▶ [Problem to work on]
Beginning with the line containing "railing post in this photo." and ending with the last line of the records, set down every line exactly.

— START Items —

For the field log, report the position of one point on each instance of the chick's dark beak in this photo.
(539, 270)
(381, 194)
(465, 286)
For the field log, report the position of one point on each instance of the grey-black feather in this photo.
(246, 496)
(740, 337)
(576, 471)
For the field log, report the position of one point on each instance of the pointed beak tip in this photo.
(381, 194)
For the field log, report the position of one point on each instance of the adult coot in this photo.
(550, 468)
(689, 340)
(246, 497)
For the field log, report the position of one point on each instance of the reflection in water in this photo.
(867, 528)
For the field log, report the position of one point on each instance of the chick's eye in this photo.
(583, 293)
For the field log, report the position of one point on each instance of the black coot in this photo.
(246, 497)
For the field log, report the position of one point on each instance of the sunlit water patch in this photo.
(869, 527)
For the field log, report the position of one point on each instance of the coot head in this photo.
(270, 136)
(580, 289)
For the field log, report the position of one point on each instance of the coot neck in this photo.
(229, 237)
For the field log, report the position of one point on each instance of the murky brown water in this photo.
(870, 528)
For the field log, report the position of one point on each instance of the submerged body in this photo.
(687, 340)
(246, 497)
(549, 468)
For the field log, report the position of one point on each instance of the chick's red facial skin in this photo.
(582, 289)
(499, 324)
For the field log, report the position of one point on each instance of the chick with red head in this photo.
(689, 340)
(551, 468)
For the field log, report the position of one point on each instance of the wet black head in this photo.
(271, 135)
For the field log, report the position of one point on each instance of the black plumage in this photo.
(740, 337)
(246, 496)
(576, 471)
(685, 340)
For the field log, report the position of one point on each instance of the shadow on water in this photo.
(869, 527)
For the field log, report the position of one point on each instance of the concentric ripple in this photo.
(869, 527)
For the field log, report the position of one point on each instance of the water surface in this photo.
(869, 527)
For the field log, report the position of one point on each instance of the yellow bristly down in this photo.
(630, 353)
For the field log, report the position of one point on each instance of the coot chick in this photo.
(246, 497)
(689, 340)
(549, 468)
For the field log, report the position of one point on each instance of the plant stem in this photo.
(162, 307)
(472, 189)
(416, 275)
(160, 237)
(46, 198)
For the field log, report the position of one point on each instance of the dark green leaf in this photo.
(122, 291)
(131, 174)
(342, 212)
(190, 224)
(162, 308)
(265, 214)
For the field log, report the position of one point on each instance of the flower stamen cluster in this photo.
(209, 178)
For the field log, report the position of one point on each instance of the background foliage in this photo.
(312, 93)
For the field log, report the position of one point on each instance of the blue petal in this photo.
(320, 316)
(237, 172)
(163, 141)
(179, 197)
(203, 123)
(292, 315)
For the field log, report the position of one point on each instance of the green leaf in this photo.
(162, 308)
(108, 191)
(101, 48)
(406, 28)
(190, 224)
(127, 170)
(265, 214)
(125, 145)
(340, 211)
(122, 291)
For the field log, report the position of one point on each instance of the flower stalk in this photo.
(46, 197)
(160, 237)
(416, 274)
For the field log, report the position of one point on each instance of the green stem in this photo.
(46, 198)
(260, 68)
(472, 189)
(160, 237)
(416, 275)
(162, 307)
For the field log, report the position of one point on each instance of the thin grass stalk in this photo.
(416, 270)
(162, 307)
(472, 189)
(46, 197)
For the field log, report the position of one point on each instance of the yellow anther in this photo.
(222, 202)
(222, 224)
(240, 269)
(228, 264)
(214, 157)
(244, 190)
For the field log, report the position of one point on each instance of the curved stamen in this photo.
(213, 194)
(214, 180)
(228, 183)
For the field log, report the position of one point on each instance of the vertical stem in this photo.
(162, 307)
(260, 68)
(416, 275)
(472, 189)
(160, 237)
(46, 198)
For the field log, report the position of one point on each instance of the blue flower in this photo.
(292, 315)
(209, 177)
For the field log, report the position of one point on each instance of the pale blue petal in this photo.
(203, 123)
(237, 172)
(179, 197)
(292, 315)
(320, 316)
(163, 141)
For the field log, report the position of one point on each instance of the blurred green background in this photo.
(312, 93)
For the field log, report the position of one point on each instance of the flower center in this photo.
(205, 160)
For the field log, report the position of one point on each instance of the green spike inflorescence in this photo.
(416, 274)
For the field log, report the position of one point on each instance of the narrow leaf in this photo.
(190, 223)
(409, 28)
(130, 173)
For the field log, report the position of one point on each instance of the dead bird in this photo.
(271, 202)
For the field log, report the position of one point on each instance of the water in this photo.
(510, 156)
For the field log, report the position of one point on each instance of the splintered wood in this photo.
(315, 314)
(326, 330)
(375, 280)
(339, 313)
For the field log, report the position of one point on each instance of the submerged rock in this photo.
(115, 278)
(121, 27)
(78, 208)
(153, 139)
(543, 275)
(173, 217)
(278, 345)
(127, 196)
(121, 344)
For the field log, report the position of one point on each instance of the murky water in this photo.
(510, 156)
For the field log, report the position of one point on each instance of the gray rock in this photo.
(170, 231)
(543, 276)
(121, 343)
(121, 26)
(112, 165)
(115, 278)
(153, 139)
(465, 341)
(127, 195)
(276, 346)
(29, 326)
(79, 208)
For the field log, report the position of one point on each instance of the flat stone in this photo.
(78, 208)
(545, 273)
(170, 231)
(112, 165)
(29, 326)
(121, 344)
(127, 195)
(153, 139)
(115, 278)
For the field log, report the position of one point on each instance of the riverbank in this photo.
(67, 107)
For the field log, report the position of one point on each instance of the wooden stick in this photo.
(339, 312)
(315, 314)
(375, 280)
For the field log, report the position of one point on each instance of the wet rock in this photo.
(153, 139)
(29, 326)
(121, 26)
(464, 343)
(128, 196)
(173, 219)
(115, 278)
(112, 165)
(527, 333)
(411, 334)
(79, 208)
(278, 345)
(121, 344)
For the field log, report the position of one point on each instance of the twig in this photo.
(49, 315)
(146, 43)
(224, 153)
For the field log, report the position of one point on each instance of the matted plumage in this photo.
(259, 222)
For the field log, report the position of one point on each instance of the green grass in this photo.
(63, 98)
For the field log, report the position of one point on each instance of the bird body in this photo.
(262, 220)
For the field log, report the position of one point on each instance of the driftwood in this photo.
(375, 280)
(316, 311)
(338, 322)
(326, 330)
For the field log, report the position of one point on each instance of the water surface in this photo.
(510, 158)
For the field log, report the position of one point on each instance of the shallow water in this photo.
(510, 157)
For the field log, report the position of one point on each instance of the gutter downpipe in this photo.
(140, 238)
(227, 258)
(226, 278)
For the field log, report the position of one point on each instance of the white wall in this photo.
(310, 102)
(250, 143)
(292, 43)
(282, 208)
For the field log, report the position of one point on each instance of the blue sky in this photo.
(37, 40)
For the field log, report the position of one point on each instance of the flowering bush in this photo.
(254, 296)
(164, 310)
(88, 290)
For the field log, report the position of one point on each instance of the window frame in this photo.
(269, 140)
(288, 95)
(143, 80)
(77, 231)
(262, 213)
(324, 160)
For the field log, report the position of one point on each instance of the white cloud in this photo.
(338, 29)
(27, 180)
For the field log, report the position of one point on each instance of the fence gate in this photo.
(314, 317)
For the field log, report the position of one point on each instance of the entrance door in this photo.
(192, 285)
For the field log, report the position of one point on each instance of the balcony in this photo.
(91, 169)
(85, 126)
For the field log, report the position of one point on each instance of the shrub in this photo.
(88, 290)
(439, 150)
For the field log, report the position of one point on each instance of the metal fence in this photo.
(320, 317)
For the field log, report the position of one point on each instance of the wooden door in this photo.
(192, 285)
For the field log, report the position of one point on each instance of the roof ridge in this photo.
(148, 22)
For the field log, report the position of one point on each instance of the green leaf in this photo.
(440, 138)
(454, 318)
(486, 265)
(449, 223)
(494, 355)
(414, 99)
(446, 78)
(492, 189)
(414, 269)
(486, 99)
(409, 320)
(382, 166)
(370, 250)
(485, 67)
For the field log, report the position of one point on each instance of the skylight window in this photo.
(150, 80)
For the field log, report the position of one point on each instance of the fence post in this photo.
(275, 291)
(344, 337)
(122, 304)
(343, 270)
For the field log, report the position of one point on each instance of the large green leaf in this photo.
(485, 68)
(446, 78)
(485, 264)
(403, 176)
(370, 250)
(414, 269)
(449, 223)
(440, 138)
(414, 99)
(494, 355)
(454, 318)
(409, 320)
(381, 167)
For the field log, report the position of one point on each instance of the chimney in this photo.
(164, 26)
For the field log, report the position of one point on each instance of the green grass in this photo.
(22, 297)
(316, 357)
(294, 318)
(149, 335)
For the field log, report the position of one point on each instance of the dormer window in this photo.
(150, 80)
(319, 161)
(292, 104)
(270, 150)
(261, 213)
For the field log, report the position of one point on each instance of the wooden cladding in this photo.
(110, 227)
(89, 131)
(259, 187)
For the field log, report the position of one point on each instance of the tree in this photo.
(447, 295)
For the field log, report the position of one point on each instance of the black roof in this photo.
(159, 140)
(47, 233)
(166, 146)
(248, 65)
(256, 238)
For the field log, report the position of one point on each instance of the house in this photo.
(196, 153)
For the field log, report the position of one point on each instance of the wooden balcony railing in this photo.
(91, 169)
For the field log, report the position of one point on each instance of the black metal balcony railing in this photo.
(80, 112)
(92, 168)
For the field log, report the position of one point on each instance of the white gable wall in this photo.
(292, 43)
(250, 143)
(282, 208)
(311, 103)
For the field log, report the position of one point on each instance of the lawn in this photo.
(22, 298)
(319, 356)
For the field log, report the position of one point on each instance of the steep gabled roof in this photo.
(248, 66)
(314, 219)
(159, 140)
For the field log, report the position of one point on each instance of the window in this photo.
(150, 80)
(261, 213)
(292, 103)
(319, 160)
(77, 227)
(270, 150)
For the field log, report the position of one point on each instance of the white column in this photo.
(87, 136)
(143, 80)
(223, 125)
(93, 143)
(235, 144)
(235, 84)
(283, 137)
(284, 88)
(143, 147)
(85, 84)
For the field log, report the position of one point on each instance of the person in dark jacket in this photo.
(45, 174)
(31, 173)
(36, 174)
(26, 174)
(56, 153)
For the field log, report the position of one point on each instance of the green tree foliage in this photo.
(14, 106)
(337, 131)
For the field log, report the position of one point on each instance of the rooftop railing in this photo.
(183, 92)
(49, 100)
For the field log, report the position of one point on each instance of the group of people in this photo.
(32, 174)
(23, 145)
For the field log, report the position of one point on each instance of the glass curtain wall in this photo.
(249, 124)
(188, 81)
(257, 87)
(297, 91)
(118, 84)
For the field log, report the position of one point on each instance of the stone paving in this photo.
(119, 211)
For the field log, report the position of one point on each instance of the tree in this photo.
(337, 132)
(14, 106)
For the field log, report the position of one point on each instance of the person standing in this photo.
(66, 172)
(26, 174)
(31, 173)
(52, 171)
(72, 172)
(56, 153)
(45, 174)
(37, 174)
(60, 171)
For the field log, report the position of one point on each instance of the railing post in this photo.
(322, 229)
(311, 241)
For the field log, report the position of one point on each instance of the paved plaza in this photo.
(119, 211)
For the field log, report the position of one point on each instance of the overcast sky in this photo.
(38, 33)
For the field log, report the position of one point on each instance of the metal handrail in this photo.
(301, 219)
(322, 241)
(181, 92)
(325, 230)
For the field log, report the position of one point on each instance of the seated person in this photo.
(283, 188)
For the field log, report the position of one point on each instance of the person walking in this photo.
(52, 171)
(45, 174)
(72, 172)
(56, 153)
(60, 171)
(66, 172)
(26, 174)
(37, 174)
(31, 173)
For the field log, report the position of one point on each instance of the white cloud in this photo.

— END Items —

▶ [Expected output]
For the field log, report the position of one point on each instance of the railing post in this photo.
(322, 229)
(311, 241)
For the field log, report the position of one point on each instance of the paved plaza in this photo.
(119, 211)
For the field log, report the position of one point on each instance of the overcast sky in this photo.
(38, 33)
For the field log, report the position of one point on each instance of the metal handrail in this photo.
(301, 219)
(322, 241)
(181, 92)
(325, 230)
For the field log, report the position of one point on each instance of the seated person in this photo.
(283, 188)
For the field log, report the position of one point on each instance of the person walking in this photo.
(52, 171)
(45, 174)
(72, 172)
(56, 153)
(60, 171)
(66, 172)
(26, 174)
(37, 174)
(31, 173)
For the field log, report the position of one point on each instance of the white cloud in this photo.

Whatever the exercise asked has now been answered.